[TEXT UNDER STUDY]
□ □ □ □ □ □ □
Georgia Slip-and-Fall Injury Lawyers

A slip-and-fall sounds minor until it happens to you. A wet grocery aisle, a broken stair, a dark parking lot, or an icy walkway can lead to broken bones, a head injury, or months away from work.

Not every fall leads to a claim, though. Georgia law sets specific rules about when a property owner is actually responsible for an injury, and understanding those rules is the first step in deciding what to do next. If you were hurt on someone else’s property, our slip-and-fall injury lawyers can help you figure out where you stand.

At Prieto, DelCampo, Lopez, & Marigliano, we represent injured people across Atlanta, Savannah, and the surrounding areas. This page explains how Georgia premises liability law works, what you have to prove, and how long you have to act.

If you’ve been injured, contact us today to schedule a free consultation.

What Is a Slip-and-Fall Accident?

A slip-and-fall, sometimes called a trip-and-fall, happens when a hazardous condition on someone else’s property causes a person to slip, trip, or fall. It can happen almost anywhere people are invited in: a store, a restaurant, an apartment complex, an office, a parking lot, or a public sidewalk.

When the hazard existed because a property owner failed to do their job, the fall becomes a legal matter, not just bad luck.

How Often Do Falls Cause Serious Injury?

Falls are one of the most common causes of injury in the country. According to the National Safety Council, more than 8.8 million people were treated in emergency departments for fall-related injuries in 2023, making falls the leading cause of nonfatal injury for nearly every age group. When a property owner ignores a known hazard, the people who get hurt are the ones who pay for it.

Georgia Premises Liability Law

Property owners in Georgia have a legal duty to keep their property reasonably safe. Under O.C.G.A. § 51-3-1, a property owner who invites people in must use ordinary care to keep the premises and their approaches safe.

That word “approaches” matters: the duty does not stop at the front door. It extends to parking lots, sidewalks, ramps, stairs, and the walkways leading to a property. If you were injured by a hazard the owner should have addressed, our premises liability team can help you determine who is responsible.
□ □ □ □ □ □ □
[TASK REQUIREMENTS]
A – Which Georgia statute does the slip-and-fall page cite as requiring property owners to use ordinary care to keep their premises safe?
B – Repeat the passage of the slip-and-fall page that opens with the words containing "What Is a Slip-and-Fall" and closes with "a public sidewalk.".
The data that comes next isn't needed.

[MATERIAL PROVIDED]
□ □ □ □ □ □ □
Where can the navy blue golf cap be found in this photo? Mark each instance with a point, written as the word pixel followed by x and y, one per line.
□ □ □ □ □ □ □
[TASK ANSWERS]
A – O.C.G.A. § 51-3-1

B –
What Is a Slip-and-Fall Accident?

A slip-and-fall, sometimes called a trip-and-fall, happens when a hazardous condition on someone else’s property causes a person to slip, trip, or fall. It can happen almost anywhere people are invited in: a store, a restaurant, an apartment complex, an office, a parking lot, or a public sidewalk.